Region annotation items:
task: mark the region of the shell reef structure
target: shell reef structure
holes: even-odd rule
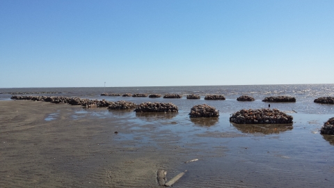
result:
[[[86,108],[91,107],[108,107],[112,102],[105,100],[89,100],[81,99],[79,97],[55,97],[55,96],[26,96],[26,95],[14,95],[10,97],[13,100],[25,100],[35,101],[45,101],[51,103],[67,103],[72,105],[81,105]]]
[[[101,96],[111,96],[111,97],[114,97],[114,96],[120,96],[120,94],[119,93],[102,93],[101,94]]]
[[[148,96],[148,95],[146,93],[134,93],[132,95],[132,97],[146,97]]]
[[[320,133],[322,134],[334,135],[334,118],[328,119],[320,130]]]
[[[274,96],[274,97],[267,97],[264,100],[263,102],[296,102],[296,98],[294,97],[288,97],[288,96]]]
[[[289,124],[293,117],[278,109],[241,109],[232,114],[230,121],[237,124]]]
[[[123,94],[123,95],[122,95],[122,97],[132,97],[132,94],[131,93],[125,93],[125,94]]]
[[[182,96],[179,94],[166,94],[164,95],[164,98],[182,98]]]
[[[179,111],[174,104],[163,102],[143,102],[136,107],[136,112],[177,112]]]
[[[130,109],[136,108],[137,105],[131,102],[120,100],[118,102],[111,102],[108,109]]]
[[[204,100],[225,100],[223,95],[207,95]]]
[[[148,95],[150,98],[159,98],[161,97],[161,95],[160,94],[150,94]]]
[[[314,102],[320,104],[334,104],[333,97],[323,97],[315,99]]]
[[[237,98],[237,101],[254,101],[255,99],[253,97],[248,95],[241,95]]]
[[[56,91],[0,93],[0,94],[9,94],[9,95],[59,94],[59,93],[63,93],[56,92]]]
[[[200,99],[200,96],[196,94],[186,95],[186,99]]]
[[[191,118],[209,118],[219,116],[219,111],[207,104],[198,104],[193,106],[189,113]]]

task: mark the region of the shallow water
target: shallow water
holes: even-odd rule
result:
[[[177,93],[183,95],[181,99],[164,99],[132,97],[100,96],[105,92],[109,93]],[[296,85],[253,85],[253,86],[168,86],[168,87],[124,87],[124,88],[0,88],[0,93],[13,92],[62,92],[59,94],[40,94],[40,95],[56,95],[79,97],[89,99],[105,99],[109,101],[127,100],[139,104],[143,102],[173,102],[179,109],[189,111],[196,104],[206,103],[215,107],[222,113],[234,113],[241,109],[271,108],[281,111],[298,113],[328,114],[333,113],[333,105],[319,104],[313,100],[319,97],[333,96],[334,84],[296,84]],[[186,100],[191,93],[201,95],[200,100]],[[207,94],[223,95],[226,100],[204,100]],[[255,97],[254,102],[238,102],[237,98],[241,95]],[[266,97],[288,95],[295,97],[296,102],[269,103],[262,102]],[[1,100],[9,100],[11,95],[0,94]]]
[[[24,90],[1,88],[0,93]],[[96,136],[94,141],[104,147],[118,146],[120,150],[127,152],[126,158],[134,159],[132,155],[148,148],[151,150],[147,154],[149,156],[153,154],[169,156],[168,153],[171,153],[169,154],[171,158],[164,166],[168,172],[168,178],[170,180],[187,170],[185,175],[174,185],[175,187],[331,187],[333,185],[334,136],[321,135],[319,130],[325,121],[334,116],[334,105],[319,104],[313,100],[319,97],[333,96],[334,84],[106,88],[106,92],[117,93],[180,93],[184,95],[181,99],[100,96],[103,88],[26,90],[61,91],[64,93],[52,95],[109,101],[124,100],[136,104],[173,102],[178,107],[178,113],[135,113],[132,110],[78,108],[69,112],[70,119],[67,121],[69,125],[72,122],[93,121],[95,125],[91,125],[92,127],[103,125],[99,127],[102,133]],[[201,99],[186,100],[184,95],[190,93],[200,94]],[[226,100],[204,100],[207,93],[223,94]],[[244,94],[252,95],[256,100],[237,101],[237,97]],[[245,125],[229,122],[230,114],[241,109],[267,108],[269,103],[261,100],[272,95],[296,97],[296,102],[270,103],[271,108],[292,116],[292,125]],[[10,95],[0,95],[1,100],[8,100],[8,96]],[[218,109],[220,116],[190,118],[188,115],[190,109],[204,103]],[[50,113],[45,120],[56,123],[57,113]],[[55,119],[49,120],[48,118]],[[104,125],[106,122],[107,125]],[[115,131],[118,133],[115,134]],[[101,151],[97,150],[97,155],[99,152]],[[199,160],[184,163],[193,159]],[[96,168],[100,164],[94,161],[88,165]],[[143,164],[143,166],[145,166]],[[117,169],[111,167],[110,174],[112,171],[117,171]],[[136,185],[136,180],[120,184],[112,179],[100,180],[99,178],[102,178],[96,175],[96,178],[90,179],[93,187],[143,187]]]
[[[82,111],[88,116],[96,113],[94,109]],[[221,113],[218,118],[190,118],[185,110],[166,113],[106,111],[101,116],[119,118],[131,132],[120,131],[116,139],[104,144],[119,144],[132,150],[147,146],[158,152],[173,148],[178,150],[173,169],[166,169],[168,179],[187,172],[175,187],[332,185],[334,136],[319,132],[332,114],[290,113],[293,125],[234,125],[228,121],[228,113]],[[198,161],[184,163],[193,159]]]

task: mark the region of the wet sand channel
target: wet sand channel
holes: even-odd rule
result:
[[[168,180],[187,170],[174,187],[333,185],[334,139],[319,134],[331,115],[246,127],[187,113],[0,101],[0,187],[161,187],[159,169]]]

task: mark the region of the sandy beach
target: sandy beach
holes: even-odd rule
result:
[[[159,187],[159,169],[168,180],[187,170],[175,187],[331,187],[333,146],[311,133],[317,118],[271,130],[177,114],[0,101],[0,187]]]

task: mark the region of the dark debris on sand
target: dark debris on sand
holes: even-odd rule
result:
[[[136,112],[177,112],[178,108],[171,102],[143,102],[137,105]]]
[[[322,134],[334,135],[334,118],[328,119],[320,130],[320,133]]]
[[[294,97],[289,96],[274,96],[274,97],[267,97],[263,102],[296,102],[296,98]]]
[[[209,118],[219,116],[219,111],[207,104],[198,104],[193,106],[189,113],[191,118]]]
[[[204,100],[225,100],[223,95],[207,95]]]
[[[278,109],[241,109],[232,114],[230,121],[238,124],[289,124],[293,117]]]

### DIRECTION
Rewrite every line above as a numbered list, dropping the blank ones. Leave the pictures out.

### EXERCISE RESPONSE
1. task: mark the region of the shell reef structure
2. target: shell reef structure
3. holes: even-odd rule
4. result:
5. [[[86,108],[91,107],[108,107],[112,102],[105,100],[89,100],[81,99],[79,97],[55,97],[55,96],[26,96],[26,95],[14,95],[10,97],[13,100],[25,100],[35,101],[45,101],[51,103],[67,103],[72,105],[81,105]]]
6. [[[101,96],[111,96],[111,97],[114,97],[114,96],[120,96],[120,94],[119,93],[102,93],[101,94]]]
7. [[[148,96],[148,95],[146,93],[134,93],[132,95],[132,97],[146,97]]]
8. [[[320,133],[322,134],[334,135],[334,118],[328,119],[320,130]]]
9. [[[274,96],[274,97],[267,97],[264,100],[263,102],[296,102],[296,98],[294,97],[288,97],[288,96]]]
10. [[[289,124],[293,117],[278,109],[241,109],[232,114],[230,121],[237,124]]]
11. [[[123,94],[123,95],[122,95],[122,97],[132,97],[132,94],[131,93],[125,93],[125,94]]]
12. [[[182,96],[179,94],[166,94],[164,95],[164,98],[182,98]]]
13. [[[179,111],[174,104],[163,102],[143,102],[136,107],[136,112],[177,112]]]
14. [[[130,109],[136,108],[137,105],[131,102],[120,100],[118,102],[111,102],[108,109]]]
15. [[[204,100],[225,100],[223,95],[207,95]]]
16. [[[148,95],[150,98],[159,98],[161,97],[161,95],[160,94],[150,94]]]
17. [[[314,102],[320,104],[334,104],[333,97],[323,97],[315,99]]]
18. [[[237,98],[237,101],[254,101],[255,99],[253,97],[248,95],[241,95]]]
19. [[[56,91],[0,93],[0,94],[9,94],[9,95],[59,94],[59,93],[63,93],[56,92]]]
20. [[[200,99],[200,96],[196,94],[186,95],[186,99]]]
21. [[[191,118],[209,118],[219,116],[219,111],[207,104],[198,104],[193,106],[189,113]]]
22. task: mark the region of the shallow water
23. target: shallow water
24. holes: even-odd rule
25. result:
26. [[[177,93],[183,95],[181,99],[164,99],[132,97],[100,96],[105,92],[109,93]],[[296,85],[253,85],[253,86],[168,86],[168,87],[124,87],[124,88],[0,88],[0,93],[13,92],[62,92],[59,94],[40,94],[40,95],[56,95],[79,97],[89,99],[105,99],[109,101],[127,100],[139,104],[143,102],[173,102],[179,109],[189,111],[196,104],[206,103],[215,107],[222,113],[234,113],[241,109],[271,108],[281,111],[298,113],[328,114],[333,113],[333,105],[319,104],[313,100],[319,97],[333,96],[334,84],[296,84]],[[186,100],[191,93],[201,95],[200,100]],[[207,94],[223,95],[226,100],[204,100]],[[255,97],[254,102],[238,102],[237,98],[241,95]],[[266,97],[288,95],[295,97],[296,102],[269,103],[262,102]],[[1,100],[9,100],[11,95],[0,94]]]
27. [[[24,90],[1,88],[0,93]],[[96,136],[94,141],[104,147],[118,146],[120,150],[127,152],[126,158],[134,159],[132,155],[148,148],[151,150],[147,154],[149,156],[153,154],[169,156],[168,153],[171,153],[169,154],[171,158],[164,166],[168,172],[168,178],[170,180],[187,170],[185,175],[174,185],[175,187],[331,187],[333,185],[334,136],[321,135],[319,130],[325,121],[334,116],[334,105],[319,104],[313,100],[319,97],[333,96],[334,84],[106,88],[106,92],[117,93],[180,93],[184,95],[181,99],[100,96],[103,88],[26,90],[61,91],[64,93],[52,95],[109,101],[124,100],[136,104],[173,102],[178,107],[178,113],[135,113],[132,110],[78,108],[69,112],[70,119],[67,121],[69,125],[72,122],[93,121],[95,125],[91,125],[92,127],[103,125],[99,127],[102,133]],[[201,99],[186,100],[184,95],[190,93],[200,94]],[[226,100],[204,100],[207,93],[223,94]],[[244,94],[252,95],[256,100],[237,101],[237,97]],[[245,125],[229,122],[230,114],[241,109],[267,108],[269,103],[261,100],[272,95],[296,97],[296,102],[270,103],[271,108],[292,116],[292,125]],[[10,95],[0,95],[1,100],[8,100],[8,96]],[[218,109],[220,116],[190,118],[188,115],[190,109],[204,103]],[[50,113],[45,120],[56,123],[57,113]],[[55,119],[49,120],[48,118]],[[104,125],[106,122],[107,125]],[[115,131],[118,133],[115,134]],[[101,151],[97,150],[97,155],[99,152]],[[199,160],[184,163],[193,159]],[[96,168],[100,164],[94,161],[88,165]],[[143,164],[143,166],[145,166]],[[117,169],[111,167],[110,174],[112,171],[117,171]],[[136,185],[136,180],[120,184],[112,179],[100,180],[99,178],[102,178],[96,175],[96,178],[90,179],[93,187],[143,187]]]
28. [[[82,111],[88,116],[96,113],[94,109]],[[221,113],[218,118],[190,118],[185,110],[166,113],[106,111],[101,116],[119,118],[131,132],[120,131],[116,139],[104,144],[119,144],[132,150],[147,146],[158,152],[173,148],[178,150],[173,169],[166,169],[168,179],[187,172],[175,187],[332,185],[334,136],[319,132],[332,114],[290,113],[293,125],[234,125],[228,121],[228,113]],[[198,161],[184,163],[193,159]]]
29. task: mark the region of the wet sand channel
30. target: wet sand channel
31. holes: even-odd rule
32. result:
33. [[[168,180],[187,170],[174,187],[333,185],[334,139],[319,134],[331,115],[246,127],[187,113],[0,101],[0,187],[161,187],[159,169]]]
34. task: mark the region of the sandy beach
35. target: sandy beach
36. holes: even-odd rule
37. result:
38. [[[159,187],[159,169],[168,180],[187,170],[175,187],[331,187],[333,146],[311,133],[317,118],[271,130],[177,114],[0,101],[0,187]]]
39. task: mark the region of the dark debris on sand
40. target: dark debris on sand
41. holes: even-odd rule
42. result:
43. [[[136,112],[177,112],[178,108],[171,102],[143,102],[137,105]]]
44. [[[322,134],[334,135],[334,118],[328,119],[320,130],[320,133]]]
45. [[[294,97],[289,96],[274,96],[274,97],[267,97],[263,102],[296,102],[296,98]]]
46. [[[209,118],[219,116],[219,111],[207,104],[198,104],[193,106],[189,113],[191,118]]]
47. [[[204,100],[225,100],[223,95],[207,95]]]
48. [[[278,109],[241,109],[232,114],[230,121],[238,124],[289,124],[293,117]]]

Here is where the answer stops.